**Excerto do texto**
::::::::
E isto sem contabilizar a velha questão dos falsos positivos, porque quanto maior o número absoluto de testes em assintomáticos maior será o número de falsos positivos, independentemente do seu peso relativo. Aliás, testar assintomáticos sem critério, em grande número, dará apenas uma garantia: nunca se conseguir reduzir o número de casos positivos para valores considerados seguros para abrir a actividade económica e social.
Por estes motivos, o lema “testar, testar, testar” acaba por ser um absurdo. Na verdade dever-se-ia sim seguir o lema: “testar com critério, testar bem, testar com rigor”. De contrário, se a estratégia for a de testes sem critério – e sobretudo alterando constantemente os grupos de pessoas a serem testadas –, a taxa de positividade – e em consequência do R0 – deixa de ser um indicador útil sequer para acompanhar o nível de infecciosidade.
::::::::
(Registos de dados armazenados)
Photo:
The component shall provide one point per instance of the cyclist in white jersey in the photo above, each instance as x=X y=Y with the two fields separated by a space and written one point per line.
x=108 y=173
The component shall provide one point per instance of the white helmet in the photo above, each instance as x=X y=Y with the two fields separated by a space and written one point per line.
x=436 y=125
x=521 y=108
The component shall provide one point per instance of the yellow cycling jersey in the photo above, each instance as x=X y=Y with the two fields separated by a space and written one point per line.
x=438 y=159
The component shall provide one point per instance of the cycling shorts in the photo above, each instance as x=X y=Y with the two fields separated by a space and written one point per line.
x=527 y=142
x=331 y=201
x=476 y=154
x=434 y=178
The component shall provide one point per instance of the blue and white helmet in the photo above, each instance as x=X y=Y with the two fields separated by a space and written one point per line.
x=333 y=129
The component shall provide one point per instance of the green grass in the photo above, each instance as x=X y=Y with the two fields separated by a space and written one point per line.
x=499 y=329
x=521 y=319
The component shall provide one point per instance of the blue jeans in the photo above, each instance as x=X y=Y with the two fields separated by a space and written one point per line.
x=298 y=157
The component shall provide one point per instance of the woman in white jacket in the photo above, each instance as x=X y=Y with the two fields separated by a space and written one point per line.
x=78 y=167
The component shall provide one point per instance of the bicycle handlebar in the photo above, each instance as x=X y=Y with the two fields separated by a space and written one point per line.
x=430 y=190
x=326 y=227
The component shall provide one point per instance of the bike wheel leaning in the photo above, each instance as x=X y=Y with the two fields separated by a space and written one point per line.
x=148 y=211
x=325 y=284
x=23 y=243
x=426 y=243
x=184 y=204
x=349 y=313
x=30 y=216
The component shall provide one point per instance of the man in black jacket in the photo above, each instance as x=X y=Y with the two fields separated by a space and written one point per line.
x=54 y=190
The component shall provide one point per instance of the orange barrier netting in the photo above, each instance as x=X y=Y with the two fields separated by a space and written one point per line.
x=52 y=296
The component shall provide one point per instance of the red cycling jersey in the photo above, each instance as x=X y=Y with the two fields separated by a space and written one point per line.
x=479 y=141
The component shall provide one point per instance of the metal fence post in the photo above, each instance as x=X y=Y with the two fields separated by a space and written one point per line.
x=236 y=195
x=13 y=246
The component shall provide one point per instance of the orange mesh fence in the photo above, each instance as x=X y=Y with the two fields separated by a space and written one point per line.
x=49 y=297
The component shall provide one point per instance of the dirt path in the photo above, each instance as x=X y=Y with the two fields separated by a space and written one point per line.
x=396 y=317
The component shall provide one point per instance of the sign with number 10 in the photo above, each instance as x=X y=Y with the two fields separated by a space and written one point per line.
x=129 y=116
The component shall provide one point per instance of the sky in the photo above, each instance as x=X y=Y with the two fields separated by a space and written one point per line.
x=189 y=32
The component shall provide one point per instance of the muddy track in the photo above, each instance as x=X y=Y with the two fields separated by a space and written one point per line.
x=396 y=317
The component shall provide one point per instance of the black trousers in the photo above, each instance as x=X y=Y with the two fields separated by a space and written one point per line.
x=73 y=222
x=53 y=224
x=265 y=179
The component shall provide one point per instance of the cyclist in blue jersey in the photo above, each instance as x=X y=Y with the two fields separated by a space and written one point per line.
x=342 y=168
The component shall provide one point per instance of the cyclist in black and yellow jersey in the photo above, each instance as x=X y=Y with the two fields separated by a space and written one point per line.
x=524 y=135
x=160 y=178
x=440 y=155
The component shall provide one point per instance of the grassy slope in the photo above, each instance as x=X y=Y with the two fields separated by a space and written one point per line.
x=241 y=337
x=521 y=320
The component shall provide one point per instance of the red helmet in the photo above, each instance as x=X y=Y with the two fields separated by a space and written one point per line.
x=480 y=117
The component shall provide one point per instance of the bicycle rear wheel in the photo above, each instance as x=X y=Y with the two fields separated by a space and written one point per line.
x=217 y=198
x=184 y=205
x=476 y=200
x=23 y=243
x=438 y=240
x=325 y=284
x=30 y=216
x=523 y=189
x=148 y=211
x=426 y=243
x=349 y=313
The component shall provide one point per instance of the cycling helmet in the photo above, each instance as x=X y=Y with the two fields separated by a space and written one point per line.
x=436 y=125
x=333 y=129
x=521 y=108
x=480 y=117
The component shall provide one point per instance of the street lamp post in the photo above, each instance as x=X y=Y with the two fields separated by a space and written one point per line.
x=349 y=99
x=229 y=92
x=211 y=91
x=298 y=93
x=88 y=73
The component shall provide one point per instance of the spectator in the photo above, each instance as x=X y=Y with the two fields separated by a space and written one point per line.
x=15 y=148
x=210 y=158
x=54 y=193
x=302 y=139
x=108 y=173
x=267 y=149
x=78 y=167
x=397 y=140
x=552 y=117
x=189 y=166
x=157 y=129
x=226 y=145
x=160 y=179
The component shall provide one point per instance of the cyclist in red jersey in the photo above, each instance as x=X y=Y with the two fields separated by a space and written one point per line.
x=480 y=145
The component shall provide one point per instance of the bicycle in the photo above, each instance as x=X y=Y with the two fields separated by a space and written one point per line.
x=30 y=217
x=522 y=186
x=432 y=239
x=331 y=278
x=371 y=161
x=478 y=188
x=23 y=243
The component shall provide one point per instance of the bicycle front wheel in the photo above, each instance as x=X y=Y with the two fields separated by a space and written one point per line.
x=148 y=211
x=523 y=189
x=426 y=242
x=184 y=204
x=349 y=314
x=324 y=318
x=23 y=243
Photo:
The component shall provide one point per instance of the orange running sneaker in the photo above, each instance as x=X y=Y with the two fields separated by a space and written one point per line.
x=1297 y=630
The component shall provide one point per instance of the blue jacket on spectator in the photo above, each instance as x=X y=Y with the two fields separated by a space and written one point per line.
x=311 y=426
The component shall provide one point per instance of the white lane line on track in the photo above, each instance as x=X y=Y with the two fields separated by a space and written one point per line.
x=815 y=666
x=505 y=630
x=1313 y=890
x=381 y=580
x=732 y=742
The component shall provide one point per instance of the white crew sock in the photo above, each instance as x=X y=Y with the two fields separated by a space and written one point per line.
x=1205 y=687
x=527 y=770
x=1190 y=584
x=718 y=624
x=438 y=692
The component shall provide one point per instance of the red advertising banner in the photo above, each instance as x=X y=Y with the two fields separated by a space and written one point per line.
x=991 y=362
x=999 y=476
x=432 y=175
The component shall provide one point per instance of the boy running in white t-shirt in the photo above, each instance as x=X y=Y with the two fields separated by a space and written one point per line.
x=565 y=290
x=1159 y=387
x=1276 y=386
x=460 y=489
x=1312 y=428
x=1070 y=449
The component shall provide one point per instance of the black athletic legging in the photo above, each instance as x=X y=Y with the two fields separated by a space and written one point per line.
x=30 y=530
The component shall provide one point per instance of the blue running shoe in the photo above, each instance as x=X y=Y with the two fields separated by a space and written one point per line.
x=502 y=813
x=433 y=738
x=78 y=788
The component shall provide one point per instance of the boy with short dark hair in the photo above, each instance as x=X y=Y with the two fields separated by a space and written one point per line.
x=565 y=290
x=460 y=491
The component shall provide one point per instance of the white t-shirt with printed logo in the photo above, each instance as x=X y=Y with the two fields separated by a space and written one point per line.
::::::::
**Enunciado**
De acordo com o excerto sobre a testagem, que lema se deveria seguir em vez de “testar, testar, testar”? Os registos não são necessários para esta tarefa.

**Resultado**
O lema “testar com critério, testar bem, testar com rigor”.